> Brano del documento

===============

LA MORTE DI NERUDA, NUOVI SOSPETTI —

Cosa sarebbe stato della dittatura cilena con Pablo Neruda vivo? Avrebbe retto alle sue denunce? O peggio, allo scandalo di tenere in cella una celebrità globale? Bastò il suo funerale, due giorni dopo la compilazione del certificato di morte, a far tremare la neonata giunta militare. La gente scese in piazza in massa, sfidando la paura. Con Neruda vivo, forse, la storia del Cile sarebbe stata diversa. Invece il grande poeta morì. Per il generale Pinochet una vera fortuna, tanto che da subito (come per il suicidio del presidente Salvador Allende) la scomparsa parve una casualità troppo favorevole per il regime.
Il «certificado de defuncion» del cittadino cileno Pablo Neruda (foto), poeta, senatore comunista, ex ambasciatore e amico personale di Allende, parla di «cancro alla prostata e metastasi». La data è quella del 23 settembre 1973. Neruda aveva 69 anni, dodici giorni prima il generale Augusto Pinochet aveva guidato vittorioso il colpo di Stato e Allende era morto nel palazzo de La Moneda.
Nelle prossime settimane, il giudice cileno Mario Carroza, ordinerà l’esumazione dei resti di Pablo Neruda per cercare di fare finalmente chiarezza su ciò che accadde. L’ha annunciato Fernando Saenz, direttore della Fondazione Neruda.

===============

> Cosa fare
a: Copia dal brano sulla morte di Neruda il passo che comincia con "LA MORTE DI" e va avanti fino a "per il regime.".
b: Prosegui il brano sulla morte di Neruda riprendendo subito dopo la sua ultima frase.

===============

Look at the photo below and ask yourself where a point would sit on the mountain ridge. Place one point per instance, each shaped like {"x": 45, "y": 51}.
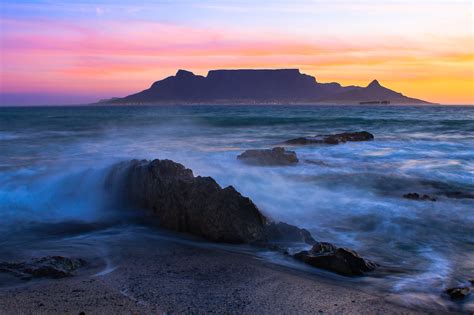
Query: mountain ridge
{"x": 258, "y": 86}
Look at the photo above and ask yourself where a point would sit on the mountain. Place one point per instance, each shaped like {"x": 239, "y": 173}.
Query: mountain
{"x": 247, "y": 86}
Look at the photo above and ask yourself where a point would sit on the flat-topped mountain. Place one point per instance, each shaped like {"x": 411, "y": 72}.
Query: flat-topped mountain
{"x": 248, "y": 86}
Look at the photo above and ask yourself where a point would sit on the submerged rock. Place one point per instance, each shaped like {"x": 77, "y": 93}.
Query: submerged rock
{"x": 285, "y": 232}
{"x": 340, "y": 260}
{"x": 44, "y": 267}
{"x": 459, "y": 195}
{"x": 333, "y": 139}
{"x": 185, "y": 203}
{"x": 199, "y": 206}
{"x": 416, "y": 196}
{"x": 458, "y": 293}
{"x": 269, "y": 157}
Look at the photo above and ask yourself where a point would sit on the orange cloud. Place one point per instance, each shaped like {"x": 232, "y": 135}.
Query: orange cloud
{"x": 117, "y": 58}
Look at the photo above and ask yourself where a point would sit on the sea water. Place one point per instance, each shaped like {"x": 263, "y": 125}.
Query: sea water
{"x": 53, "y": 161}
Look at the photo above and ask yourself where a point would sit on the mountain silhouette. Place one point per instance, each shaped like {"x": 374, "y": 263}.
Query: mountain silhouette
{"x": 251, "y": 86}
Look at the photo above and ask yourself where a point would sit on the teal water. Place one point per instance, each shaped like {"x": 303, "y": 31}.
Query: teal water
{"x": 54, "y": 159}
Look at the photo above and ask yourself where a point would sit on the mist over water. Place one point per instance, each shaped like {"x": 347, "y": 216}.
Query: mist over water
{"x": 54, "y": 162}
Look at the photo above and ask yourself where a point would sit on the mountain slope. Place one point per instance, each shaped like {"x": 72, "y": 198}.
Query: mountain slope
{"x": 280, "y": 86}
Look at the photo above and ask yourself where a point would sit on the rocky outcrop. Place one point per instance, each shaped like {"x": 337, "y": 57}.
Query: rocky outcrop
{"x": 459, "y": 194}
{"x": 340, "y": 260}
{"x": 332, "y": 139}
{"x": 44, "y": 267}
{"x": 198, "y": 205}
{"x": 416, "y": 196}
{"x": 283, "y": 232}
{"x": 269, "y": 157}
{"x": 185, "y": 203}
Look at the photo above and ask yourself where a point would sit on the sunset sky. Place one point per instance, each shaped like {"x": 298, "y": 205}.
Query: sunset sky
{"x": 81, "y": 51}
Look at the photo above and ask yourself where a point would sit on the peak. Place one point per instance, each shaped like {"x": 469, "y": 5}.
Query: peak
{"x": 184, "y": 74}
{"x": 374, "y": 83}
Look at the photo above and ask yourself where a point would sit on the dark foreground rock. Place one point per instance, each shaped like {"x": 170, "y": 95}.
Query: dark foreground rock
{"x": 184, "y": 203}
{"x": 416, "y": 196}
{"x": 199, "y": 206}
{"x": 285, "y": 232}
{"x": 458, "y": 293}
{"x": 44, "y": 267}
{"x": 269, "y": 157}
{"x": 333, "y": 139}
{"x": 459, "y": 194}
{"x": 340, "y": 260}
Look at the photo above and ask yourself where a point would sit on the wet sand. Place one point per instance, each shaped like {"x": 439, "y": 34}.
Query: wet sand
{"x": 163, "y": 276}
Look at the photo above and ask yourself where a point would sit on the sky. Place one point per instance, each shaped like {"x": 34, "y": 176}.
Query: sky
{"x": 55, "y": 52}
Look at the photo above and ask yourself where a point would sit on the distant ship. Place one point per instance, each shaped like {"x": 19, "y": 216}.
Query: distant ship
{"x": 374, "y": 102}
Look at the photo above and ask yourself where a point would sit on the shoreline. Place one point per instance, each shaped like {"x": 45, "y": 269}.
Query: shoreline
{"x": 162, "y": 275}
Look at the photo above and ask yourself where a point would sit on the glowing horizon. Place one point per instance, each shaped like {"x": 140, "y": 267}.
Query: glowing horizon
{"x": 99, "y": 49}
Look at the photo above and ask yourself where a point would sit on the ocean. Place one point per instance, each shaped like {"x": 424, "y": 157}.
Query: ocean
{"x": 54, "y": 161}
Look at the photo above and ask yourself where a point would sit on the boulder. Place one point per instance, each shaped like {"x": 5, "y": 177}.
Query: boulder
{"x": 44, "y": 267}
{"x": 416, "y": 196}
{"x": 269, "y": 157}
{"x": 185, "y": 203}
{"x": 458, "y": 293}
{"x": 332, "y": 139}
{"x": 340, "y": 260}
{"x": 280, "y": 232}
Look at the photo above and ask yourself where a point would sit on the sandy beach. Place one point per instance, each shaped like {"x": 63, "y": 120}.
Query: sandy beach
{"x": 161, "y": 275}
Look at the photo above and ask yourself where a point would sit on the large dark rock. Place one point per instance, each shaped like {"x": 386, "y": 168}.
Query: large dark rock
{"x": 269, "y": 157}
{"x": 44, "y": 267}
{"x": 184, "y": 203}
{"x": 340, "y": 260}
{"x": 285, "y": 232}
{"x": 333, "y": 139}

===============

> Risposte all'esercizio
a:
LA MORTE DI NERUDA, NUOVI SOSPETTI —

Cosa sarebbe stato della dittatura cilena con Pablo Neruda vivo? Avrebbe retto alle sue denunce? O peggio, allo scandalo di tenere in cella una celebrità globale? Bastò il suo funerale, due giorni dopo la compilazione del certificato di morte, a far tremare la neonata giunta militare. La gente scese in piazza in massa, sfidando la paura. Con Neruda vivo, forse, la storia del Cile sarebbe stata diversa. Invece il grande poeta morì. Per il generale Pinochet una vera fortuna, tanto che da subito (come per il suicidio del presidente Salvador Allende) la scomparsa parve una casualità troppo favorevole per il regime.

b:
Sono molti gli scrittori o giornalisti che hanno indagato sul mistero di quella morte, ma il giudice si è basato soprattutto sulla testimonianza di Manuel Araya, ultimo autista di Neruda. Due anni di indagine per arrivare a dire che le accuse e i sospetti di Araya sono sensati.
Il giudice Carroza è lo stesso che aveva ordinato l’esumazione di Allende avvalorando, per quanto possibile, la tesi del suicidio. Difficile dopo quarant’anni individuare chi abbia premuto il grilletto. Nel caso di Neruda, invece, l’esame dei resti potrebbe essere più utile e convincente, soprattutto se dovessero trovarsi tracce di quell’overdose di calmante che l’amico ed autista Araya è convinto sia stata la causa della morte.